Supplied material Start Marker

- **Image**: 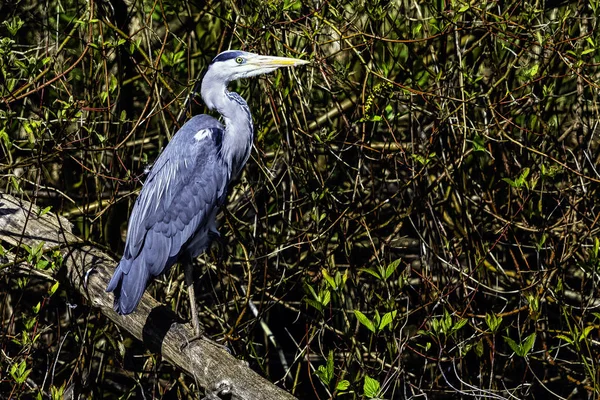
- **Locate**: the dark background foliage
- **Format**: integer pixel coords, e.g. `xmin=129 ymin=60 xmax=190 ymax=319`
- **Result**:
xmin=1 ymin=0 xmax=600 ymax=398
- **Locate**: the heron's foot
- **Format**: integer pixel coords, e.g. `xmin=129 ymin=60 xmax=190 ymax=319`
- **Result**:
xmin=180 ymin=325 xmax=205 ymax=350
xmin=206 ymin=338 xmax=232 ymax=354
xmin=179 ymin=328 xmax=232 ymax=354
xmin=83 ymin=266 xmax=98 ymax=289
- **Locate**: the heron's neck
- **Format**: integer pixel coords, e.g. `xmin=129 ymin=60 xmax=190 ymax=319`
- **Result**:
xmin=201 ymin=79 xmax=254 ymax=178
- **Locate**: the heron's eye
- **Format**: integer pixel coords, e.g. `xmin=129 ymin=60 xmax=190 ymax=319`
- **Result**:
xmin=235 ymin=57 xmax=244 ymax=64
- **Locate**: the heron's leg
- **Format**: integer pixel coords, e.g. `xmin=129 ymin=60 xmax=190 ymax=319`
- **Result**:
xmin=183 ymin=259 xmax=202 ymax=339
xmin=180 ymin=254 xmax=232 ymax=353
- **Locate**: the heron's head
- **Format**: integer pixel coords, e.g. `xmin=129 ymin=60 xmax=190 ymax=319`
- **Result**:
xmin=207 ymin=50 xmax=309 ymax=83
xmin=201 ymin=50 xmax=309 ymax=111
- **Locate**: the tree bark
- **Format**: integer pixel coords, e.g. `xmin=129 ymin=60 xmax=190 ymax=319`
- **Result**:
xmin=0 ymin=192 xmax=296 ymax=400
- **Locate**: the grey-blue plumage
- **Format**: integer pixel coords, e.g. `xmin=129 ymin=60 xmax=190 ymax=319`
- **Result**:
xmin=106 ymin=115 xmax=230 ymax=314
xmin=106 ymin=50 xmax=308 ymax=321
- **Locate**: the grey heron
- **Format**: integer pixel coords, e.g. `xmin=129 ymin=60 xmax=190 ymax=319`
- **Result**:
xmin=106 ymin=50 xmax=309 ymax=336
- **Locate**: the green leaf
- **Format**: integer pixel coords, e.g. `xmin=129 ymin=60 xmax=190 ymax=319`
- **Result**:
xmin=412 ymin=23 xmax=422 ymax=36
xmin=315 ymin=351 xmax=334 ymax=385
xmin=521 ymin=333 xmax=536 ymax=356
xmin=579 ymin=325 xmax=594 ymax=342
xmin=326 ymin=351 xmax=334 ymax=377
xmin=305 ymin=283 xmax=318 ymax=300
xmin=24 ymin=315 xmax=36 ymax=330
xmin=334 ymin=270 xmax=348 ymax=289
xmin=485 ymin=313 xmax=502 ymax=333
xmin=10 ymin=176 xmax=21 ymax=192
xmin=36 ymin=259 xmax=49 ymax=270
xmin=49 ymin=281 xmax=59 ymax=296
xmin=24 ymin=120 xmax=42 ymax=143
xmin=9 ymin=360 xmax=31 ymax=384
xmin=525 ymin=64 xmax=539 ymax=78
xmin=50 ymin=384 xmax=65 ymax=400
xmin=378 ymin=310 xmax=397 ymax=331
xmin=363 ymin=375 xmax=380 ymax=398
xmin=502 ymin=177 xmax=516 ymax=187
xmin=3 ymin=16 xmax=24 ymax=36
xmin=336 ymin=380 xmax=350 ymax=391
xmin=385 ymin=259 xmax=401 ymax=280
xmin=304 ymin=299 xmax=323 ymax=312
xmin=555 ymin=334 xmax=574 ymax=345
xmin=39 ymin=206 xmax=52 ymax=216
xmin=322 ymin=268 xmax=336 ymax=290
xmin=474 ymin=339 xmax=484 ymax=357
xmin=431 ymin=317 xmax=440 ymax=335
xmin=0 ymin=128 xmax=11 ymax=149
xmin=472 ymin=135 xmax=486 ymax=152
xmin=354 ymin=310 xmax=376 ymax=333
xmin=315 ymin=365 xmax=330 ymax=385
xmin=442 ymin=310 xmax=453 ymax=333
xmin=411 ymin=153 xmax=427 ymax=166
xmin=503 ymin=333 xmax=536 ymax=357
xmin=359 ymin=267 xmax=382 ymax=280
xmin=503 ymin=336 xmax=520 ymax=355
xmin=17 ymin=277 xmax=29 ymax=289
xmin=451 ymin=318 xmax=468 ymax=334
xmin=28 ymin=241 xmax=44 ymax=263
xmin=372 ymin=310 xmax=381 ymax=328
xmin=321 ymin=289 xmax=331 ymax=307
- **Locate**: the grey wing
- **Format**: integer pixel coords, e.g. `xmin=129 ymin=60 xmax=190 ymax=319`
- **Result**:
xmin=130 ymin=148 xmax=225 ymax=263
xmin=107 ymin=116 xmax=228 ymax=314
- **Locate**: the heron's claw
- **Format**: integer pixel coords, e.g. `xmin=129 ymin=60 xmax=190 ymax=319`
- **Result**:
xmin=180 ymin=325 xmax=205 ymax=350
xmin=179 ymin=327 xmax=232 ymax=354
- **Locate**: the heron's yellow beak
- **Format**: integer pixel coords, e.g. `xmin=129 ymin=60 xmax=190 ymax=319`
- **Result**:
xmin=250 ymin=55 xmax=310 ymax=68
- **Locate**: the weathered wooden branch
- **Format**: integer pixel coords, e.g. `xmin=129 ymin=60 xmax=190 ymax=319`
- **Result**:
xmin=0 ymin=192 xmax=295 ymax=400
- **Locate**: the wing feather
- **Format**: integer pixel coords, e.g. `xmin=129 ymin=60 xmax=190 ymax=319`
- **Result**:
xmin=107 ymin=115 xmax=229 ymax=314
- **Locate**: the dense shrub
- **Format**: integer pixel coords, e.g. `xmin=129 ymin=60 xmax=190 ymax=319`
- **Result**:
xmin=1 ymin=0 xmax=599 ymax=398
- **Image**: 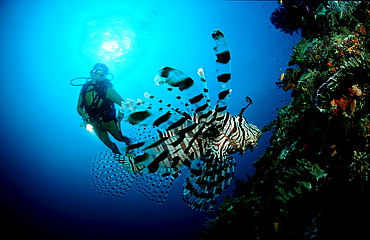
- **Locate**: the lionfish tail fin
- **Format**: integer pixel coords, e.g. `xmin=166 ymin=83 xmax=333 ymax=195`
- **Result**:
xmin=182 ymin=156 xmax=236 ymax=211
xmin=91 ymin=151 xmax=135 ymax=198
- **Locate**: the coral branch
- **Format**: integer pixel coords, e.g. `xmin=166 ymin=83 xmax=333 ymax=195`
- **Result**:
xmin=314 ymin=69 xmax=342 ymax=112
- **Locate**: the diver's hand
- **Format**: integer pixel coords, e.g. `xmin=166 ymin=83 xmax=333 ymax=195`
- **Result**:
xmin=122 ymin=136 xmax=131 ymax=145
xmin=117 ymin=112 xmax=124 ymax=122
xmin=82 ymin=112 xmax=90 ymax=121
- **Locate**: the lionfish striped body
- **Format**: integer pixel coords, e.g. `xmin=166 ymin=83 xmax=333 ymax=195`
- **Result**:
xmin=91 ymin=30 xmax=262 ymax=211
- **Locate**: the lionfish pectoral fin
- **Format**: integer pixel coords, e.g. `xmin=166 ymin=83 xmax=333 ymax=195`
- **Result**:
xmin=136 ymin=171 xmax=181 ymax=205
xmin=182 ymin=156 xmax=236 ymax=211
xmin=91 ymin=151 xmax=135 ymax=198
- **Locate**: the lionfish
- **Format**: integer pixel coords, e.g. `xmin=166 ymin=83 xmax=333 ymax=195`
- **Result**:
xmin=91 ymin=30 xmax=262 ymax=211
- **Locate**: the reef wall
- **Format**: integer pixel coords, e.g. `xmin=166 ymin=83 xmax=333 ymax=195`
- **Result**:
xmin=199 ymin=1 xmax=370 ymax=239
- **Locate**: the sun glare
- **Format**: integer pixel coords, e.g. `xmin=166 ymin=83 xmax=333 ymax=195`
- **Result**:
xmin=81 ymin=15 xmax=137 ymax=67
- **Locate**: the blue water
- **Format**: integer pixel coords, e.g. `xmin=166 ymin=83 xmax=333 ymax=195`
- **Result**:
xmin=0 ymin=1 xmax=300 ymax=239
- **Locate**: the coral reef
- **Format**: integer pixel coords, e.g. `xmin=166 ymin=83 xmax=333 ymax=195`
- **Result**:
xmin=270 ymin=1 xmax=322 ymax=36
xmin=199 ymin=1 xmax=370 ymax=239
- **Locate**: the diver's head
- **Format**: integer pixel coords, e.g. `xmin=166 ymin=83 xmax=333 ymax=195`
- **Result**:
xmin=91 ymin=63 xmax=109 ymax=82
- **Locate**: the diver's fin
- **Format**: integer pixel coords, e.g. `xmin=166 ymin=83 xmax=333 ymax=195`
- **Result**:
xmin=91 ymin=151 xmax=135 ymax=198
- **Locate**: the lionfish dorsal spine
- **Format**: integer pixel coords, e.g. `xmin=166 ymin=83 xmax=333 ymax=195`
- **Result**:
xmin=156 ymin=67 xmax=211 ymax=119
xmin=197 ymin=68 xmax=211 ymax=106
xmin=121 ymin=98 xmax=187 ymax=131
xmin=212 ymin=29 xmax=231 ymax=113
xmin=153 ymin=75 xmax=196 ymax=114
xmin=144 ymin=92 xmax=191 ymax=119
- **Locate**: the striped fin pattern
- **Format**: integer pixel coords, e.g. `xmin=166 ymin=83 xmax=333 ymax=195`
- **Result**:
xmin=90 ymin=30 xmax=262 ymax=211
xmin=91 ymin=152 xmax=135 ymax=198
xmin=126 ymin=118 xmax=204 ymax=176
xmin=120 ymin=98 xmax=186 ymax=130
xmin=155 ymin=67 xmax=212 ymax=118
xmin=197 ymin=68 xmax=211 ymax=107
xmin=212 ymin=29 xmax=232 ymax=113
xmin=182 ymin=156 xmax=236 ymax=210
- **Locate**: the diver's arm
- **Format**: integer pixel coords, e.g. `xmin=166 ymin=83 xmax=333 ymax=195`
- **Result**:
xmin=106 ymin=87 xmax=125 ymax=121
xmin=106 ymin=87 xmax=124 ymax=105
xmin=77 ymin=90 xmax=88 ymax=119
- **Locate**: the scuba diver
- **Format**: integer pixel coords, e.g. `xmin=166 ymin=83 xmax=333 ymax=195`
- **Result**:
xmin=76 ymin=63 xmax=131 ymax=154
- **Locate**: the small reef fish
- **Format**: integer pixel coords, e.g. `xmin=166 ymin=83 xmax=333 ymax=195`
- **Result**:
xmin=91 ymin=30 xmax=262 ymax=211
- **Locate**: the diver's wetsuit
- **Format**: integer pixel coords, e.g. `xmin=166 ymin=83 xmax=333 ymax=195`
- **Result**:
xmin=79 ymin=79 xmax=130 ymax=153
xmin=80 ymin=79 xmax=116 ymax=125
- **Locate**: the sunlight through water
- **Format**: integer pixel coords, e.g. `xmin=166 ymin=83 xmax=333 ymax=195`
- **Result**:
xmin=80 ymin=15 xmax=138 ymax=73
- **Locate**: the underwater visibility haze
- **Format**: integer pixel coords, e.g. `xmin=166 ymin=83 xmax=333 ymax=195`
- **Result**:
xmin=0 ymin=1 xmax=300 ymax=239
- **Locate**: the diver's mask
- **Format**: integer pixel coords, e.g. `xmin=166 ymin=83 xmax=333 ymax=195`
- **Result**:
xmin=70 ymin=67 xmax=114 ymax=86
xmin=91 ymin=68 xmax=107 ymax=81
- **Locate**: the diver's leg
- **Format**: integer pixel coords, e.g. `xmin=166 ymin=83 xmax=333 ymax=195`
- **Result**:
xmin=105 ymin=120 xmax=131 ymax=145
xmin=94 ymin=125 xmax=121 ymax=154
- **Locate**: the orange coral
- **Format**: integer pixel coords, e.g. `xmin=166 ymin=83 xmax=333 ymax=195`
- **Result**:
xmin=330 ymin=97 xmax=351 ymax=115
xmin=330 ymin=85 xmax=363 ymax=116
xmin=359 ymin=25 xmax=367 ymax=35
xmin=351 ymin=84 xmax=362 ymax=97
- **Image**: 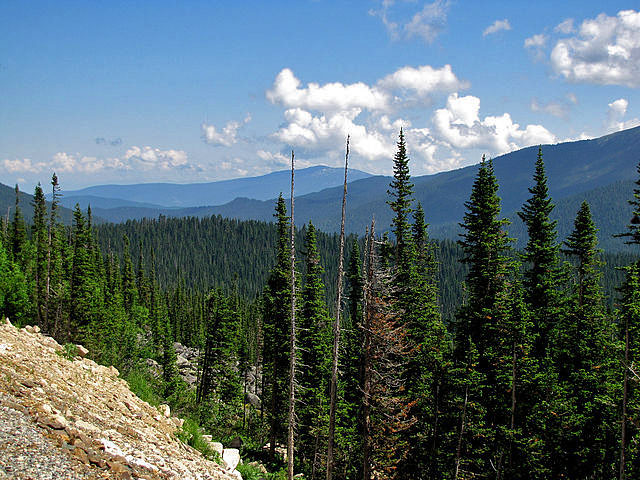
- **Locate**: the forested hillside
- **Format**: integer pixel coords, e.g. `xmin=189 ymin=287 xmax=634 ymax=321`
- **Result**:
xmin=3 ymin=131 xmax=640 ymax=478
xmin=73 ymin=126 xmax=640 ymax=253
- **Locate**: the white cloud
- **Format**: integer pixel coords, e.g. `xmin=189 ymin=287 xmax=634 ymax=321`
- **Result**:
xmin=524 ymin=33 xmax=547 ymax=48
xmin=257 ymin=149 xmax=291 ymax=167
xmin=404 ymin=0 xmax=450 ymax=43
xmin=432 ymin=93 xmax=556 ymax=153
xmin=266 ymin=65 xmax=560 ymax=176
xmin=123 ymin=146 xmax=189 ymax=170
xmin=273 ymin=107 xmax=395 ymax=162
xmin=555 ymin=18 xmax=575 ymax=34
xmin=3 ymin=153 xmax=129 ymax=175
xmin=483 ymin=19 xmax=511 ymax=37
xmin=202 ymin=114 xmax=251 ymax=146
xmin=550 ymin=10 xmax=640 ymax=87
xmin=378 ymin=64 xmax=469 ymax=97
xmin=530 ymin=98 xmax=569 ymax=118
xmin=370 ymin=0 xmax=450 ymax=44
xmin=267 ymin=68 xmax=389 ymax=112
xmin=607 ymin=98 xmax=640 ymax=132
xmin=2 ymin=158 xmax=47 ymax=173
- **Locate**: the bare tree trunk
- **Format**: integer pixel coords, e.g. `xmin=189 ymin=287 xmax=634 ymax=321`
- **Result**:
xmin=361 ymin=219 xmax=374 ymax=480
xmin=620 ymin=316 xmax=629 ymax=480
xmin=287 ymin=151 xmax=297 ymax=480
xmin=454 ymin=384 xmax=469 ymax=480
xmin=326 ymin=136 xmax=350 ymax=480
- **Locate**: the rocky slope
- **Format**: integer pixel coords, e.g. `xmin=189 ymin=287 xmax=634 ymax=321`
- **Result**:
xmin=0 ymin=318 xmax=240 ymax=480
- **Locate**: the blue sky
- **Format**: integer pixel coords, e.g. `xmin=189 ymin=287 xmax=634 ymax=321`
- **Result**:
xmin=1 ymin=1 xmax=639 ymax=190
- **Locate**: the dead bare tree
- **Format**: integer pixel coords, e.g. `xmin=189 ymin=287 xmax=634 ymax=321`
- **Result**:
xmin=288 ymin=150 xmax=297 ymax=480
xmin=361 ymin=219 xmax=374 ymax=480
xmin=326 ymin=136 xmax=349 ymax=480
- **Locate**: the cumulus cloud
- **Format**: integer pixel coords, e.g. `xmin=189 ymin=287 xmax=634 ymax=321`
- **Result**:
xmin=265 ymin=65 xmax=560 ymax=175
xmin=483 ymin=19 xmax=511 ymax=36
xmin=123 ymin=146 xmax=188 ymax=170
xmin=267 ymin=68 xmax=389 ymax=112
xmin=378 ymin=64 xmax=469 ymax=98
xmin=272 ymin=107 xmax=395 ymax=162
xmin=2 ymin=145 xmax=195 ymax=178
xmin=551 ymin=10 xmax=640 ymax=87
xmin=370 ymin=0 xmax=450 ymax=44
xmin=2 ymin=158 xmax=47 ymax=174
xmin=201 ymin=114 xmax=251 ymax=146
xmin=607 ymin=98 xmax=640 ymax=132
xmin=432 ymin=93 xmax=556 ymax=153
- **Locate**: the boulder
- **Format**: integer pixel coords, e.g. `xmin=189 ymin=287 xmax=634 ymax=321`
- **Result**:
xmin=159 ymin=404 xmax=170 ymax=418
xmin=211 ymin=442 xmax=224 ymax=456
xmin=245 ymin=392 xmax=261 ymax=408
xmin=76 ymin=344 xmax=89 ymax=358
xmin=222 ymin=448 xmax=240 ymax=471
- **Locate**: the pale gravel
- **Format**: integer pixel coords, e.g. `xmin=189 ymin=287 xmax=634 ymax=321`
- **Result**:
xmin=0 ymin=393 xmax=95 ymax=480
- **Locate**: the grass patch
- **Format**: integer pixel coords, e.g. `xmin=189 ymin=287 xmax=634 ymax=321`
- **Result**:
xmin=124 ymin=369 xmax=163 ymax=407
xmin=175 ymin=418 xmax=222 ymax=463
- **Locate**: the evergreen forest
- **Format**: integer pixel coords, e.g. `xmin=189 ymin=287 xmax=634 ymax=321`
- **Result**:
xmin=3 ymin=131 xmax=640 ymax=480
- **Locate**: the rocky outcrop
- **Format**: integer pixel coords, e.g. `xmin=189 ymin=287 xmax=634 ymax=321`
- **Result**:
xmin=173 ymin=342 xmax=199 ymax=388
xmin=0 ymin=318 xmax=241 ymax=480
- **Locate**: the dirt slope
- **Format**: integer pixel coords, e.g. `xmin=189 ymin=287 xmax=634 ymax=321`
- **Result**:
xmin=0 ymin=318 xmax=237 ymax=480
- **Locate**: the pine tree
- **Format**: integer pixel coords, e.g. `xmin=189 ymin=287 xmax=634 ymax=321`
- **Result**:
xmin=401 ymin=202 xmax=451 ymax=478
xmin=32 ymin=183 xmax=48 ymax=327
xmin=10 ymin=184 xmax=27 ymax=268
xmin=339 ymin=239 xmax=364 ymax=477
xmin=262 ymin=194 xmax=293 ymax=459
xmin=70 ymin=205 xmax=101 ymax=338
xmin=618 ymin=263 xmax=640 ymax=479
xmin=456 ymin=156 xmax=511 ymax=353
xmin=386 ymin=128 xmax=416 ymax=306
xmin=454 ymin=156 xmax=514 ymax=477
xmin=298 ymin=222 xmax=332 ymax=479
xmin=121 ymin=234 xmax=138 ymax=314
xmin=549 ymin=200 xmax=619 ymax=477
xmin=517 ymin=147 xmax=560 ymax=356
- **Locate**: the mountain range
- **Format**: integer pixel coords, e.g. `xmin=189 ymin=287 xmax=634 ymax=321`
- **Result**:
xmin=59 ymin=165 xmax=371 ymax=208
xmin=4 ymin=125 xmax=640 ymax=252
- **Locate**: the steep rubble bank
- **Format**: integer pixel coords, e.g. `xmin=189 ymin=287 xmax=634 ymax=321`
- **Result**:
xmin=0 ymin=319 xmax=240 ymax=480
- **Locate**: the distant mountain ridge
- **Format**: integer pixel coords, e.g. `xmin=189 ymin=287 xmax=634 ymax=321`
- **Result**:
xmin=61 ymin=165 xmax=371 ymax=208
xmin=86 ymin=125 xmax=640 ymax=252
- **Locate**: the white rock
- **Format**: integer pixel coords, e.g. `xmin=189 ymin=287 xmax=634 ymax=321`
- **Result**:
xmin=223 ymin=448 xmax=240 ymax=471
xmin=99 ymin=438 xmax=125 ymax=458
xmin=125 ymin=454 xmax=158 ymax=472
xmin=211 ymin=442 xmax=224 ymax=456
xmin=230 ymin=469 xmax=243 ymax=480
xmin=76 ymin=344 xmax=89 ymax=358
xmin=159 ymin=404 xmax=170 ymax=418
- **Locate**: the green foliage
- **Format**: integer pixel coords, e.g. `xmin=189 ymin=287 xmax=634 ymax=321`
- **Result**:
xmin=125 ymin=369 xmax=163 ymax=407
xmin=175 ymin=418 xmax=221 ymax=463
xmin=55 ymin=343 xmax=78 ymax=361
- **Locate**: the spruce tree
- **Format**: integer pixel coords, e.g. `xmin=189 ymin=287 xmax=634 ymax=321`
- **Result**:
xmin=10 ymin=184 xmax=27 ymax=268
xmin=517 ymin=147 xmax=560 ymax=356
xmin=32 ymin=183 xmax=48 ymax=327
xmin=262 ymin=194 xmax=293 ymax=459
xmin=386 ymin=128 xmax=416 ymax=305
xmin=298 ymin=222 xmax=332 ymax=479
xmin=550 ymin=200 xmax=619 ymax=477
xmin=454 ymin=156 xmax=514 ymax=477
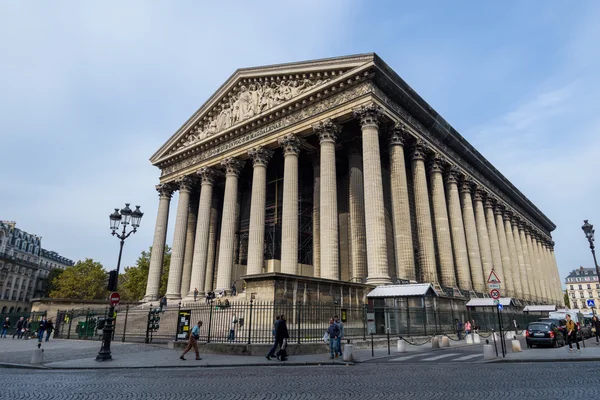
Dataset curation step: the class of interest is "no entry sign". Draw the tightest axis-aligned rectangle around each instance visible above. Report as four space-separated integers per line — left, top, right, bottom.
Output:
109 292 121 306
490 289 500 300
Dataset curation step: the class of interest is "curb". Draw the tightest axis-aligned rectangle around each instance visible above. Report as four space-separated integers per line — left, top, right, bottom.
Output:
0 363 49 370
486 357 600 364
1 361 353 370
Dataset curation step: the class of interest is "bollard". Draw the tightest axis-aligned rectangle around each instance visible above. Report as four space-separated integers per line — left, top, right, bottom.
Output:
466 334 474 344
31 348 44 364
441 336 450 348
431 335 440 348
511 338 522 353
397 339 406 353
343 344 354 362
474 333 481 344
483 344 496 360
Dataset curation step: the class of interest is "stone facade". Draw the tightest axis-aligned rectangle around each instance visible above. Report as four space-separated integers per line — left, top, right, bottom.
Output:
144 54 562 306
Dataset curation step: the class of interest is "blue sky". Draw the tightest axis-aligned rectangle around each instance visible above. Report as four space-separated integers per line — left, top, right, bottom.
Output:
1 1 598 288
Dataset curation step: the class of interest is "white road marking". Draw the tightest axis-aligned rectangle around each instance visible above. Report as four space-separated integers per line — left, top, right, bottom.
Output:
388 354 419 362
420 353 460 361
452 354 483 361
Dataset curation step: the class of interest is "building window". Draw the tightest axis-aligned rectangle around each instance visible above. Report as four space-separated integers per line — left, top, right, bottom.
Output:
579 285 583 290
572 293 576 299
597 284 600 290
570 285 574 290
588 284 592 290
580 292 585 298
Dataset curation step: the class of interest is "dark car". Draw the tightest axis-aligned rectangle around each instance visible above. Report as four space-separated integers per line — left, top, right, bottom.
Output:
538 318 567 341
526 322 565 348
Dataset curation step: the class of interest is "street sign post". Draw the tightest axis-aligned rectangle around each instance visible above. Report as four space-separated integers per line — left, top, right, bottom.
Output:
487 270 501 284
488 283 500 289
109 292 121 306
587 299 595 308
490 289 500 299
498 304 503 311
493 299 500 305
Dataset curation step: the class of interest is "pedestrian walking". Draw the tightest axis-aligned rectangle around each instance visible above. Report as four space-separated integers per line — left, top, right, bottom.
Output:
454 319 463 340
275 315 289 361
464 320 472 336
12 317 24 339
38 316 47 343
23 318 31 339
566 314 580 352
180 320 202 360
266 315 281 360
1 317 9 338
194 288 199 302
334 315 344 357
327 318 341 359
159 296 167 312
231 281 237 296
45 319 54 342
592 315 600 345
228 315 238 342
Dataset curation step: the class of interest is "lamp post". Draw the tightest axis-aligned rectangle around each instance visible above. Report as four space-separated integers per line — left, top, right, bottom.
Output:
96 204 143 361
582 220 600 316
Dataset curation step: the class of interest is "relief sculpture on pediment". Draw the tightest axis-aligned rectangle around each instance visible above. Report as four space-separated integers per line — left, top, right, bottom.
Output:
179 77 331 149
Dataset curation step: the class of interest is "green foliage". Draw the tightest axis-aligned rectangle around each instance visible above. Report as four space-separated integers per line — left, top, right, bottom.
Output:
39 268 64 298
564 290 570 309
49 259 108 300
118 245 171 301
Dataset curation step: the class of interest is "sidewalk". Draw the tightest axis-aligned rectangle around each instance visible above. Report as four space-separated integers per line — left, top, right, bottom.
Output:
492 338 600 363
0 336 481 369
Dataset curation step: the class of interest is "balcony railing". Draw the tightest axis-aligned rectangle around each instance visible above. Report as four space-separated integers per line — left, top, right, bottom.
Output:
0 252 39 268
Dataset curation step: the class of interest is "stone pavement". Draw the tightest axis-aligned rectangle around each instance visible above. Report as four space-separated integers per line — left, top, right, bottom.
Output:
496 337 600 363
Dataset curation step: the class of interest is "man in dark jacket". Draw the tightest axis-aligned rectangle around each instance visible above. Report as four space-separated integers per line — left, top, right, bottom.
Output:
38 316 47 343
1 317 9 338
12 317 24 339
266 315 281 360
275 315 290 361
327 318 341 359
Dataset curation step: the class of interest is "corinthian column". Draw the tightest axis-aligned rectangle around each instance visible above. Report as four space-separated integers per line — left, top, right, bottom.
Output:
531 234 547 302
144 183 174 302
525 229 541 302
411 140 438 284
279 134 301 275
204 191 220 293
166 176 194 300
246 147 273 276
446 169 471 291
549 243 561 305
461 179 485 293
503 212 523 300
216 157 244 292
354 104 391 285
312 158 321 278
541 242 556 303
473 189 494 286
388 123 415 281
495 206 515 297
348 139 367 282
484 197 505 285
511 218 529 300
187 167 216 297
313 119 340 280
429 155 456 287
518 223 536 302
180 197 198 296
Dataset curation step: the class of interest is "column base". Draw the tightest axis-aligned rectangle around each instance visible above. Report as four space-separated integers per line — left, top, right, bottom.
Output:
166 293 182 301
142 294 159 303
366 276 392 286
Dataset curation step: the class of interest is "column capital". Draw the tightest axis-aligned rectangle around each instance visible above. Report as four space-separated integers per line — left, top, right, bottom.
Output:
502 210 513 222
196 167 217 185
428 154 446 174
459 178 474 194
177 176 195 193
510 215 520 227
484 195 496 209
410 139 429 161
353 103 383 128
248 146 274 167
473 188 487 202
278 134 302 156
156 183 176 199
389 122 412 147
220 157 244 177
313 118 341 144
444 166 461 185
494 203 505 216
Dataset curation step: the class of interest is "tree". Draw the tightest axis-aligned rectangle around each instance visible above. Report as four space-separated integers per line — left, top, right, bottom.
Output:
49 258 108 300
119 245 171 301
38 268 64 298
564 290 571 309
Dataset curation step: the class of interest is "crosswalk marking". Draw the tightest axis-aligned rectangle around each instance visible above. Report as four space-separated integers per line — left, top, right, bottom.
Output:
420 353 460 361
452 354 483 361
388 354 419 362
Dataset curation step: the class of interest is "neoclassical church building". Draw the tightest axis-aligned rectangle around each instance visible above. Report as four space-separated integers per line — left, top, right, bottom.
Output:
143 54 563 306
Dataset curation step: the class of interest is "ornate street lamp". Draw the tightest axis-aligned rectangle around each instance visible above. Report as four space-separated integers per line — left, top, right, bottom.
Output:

Supplied material End Marker

● **What you should do**
Only lines of the material that contain the word "blue" belong in the answer; copy each one.

● **Written answer**
- **Locate**: the grey-blue plumage
- **Locate**: the blue water
- **Locate**: the blue sky
Dataset curation step: the class of interest is "blue sky". Draw the tightest axis-aligned rectangle around each instance visible above. Report as four space-separated integers per line — left, top, right, bottom.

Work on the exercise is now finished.